• **Objective 1**
Output every line of the segmentation labeling rows as a JSON list of strings, one string per line, skipping blank lines.

• **Document extract**
# # # # #
Dahlia, I don't want to be mean to anyone. I just didn't like someone taking what I sad out of context and flipping it around.
I did however realised that English is your second language, mine is too. My original country is not too far from yours.  Maybe our thoughts here are just lost in translation. 
I'm not vegan nor vegetarian. I love my steaks and bacon!
I don't mind animals dying as long as they are killed in humane way and serve their purpose as food.
I respect both sides and I do not judge. I joined this thread just because of general interest. I really don't know were I showed no respect to other's opinion. If I did I apologise.


----------



## MorpheusPA (Apr 24, 2015)

Not only do we kill the animal, I personally steal their wallet before I take the fat.

/mood lightening

In my case, there's no conflict.  I'm an omnivore who minimizes meat eating (it's been...four days I think since I had any meat or meat products).  But I still eat it.


----------



## kumudini (Apr 25, 2015)

not_ally said:


> One of the things that I like about this forum is that we can disagree about (eg) the use of animal fats without calling each other names.
> 
> Dahila, I love your style of writing, I think you do a great job of getting your point across!  V, if I were ever to be a vegan (not in this lifetime, I am afraid) you are the type  I would be.  I guess I just think that as long as there is a market for eating meat products - and really see the contra as being a long time in the future, if ever - it is not a morally improper choice to be as environmentally and socially conscious as possible using as much as we can of it.  ETA:  I have not gotten the idea that you *are* judging, either, just explaining your own choices.



not_ally, after reading some threads about lard and tallow use, possibly being more ethical and responsible choice,I have actually considered using animal fat in soap. I just couldn't come to a decision. One can always say that since the animals are anyways being killed for meat we should use any and all by products to make their sacrifice worth while. I wish none were actually sacrificed. I know it's never going to happen, not in a thousand years. Could the meat industry become more humane? I doubt it. Could humans try not to waste the meats and other animal products? They can if they put their mind to, but that's not going to happen either. The whole meat industry and dairy industry and in general the food scene in the world has become such that there is no regard for life other than humans and their pets. It's no longer geared just towards feeding the hungry, has gone way beyond that. It's the 'might is right' kind of attitude. Fat is being used because it could be, I doubt if it was ethical concerns that started it. I have never driven the meat market. And I am not going to now. I used to bake a lot until I realized how those eggs and butter and the dairy cream are produced. So no more. I did finish up all dairy products and eggs that were in my home even after deciding to go vegan. That's I think as far as I could go about not letting things go to waste.
# # # # #
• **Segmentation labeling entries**

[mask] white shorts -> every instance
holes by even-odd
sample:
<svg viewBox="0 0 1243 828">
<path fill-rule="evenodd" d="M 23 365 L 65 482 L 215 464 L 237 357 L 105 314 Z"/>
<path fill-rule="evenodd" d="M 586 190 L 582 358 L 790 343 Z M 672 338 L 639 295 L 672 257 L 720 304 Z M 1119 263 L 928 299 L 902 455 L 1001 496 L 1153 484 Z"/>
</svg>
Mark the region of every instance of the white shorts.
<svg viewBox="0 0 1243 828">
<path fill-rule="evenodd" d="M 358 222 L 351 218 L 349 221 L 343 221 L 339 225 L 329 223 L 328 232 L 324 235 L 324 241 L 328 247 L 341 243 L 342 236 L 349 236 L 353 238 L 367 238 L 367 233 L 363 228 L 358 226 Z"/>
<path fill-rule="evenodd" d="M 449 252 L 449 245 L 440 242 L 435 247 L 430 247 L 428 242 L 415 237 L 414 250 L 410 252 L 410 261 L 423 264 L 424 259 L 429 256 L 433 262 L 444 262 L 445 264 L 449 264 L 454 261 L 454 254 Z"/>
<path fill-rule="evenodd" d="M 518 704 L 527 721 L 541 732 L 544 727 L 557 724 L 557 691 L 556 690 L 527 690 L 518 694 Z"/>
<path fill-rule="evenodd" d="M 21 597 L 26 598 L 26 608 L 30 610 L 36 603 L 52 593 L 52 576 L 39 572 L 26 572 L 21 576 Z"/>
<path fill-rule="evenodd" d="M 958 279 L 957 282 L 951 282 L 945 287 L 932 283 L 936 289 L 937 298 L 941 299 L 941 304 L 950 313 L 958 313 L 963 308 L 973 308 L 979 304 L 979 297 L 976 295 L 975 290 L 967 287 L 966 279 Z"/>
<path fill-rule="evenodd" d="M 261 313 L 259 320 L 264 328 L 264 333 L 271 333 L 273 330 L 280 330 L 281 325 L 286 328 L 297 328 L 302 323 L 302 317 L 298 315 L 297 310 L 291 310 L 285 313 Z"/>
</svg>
# # # # #
• **Objective 2**
In the forum thread, what did kumudini stop doing after realizing how eggs, butter and dairy cream are produced?

• **Task response 1**
[
  "[mask] white shorts -> every instance",
  "holes by even-odd",
  "sample:",
  "<svg viewBox=\"0 0 1243 828\">",
  "<path fill-rule=\"evenodd\" d=\"M 23 365 L 65 482 L 215 464 L 237 357 L 105 314 Z\"/>",
  "<path fill-rule=\"evenodd\" d=\"M 586 190 L 582 358 L 790 343 Z M 672 338 L 639 295 L 672 257 L 720 304 Z M 1119 263 L 928 299 L 902 455 L 1001 496 L 1153 484 Z\"/>",
  "</svg>",
  "Mark the region of every instance of the white shorts.",
  "<svg viewBox=\"0 0 1243 828\">",
  "<path fill-rule=\"evenodd\" d=\"M 358 222 L 351 218 L 349 221 L 343 221 L 339 225 L 329 223 L 328 232 L 324 235 L 324 241 L 328 247 L 341 243 L 342 236 L 349 236 L 353 238 L 367 238 L 367 233 L 363 228 L 358 226 Z\"/>",
  "<path fill-rule=\"evenodd\" d=\"M 449 252 L 449 245 L 440 242 L 435 247 L 430 247 L 428 242 L 415 237 L 414 250 L 410 252 L 410 261 L 423 264 L 424 259 L 429 256 L 433 262 L 444 262 L 445 264 L 449 264 L 454 261 L 454 254 Z\"/>",
  "<path fill-rule=\"evenodd\" d=\"M 518 704 L 527 721 L 541 732 L 544 727 L 557 724 L 557 691 L 556 690 L 527 690 L 518 694 Z\"/>",
  "<path fill-rule=\"evenodd\" d=\"M 21 597 L 26 598 L 26 608 L 30 610 L 36 603 L 52 593 L 52 576 L 39 572 L 26 572 L 21 576 Z\"/>",
  "<path fill-rule=\"evenodd\" d=\"M 958 279 L 957 282 L 951 282 L 945 287 L 932 283 L 936 289 L 937 298 L 941 299 L 941 304 L 950 313 L 958 313 L 963 308 L 973 308 L 979 304 L 979 297 L 976 295 L 975 290 L 967 287 L 966 279 Z\"/>",
  "<path fill-rule=\"evenodd\" d=\"M 261 313 L 259 320 L 264 328 L 264 333 L 271 333 L 273 330 L 280 330 L 281 325 L 286 328 L 297 328 L 302 323 L 302 317 L 298 315 L 297 310 L 291 310 L 285 313 Z\"/>",
  "</svg>"
]

• **Task response 2**
Baking.